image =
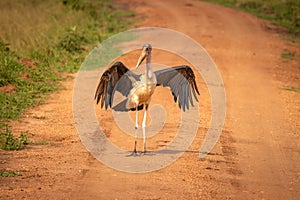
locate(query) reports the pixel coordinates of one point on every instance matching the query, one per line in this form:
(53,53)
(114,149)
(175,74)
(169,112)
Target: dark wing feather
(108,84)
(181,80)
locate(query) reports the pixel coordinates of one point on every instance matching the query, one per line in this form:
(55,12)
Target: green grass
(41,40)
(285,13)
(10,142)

• • • • • • •

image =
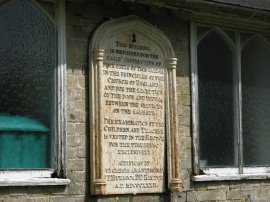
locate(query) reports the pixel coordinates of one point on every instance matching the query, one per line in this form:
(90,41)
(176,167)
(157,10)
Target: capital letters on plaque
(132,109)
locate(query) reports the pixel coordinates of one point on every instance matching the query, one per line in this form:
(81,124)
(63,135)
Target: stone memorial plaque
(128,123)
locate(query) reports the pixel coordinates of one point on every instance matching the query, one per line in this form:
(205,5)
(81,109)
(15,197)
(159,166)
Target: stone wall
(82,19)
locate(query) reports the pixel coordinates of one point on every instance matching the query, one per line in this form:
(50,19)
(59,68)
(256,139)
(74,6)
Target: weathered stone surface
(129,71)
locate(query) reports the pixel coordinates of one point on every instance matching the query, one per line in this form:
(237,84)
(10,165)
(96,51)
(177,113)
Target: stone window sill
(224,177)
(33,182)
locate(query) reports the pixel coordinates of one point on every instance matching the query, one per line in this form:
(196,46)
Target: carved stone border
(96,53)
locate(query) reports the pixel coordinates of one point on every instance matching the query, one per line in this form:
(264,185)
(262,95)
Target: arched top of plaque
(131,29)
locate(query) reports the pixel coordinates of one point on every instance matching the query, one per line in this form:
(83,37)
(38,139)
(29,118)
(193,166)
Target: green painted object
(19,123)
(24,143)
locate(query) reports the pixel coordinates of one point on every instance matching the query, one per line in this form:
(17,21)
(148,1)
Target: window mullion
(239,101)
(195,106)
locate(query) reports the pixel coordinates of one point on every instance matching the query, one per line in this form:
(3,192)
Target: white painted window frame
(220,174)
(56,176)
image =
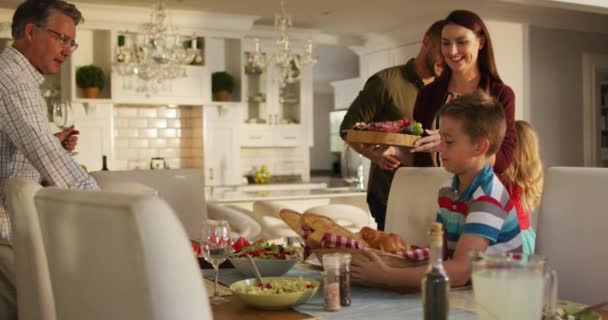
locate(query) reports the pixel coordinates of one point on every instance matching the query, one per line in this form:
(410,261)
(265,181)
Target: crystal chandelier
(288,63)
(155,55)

• • • • • • •

> Given task
Return every line from the rows above that contains the string "plaque", copying each line in full.

> Completed task
Target: capital letters on plaque
Target: stone memorial plaque
Target: arched top of plaque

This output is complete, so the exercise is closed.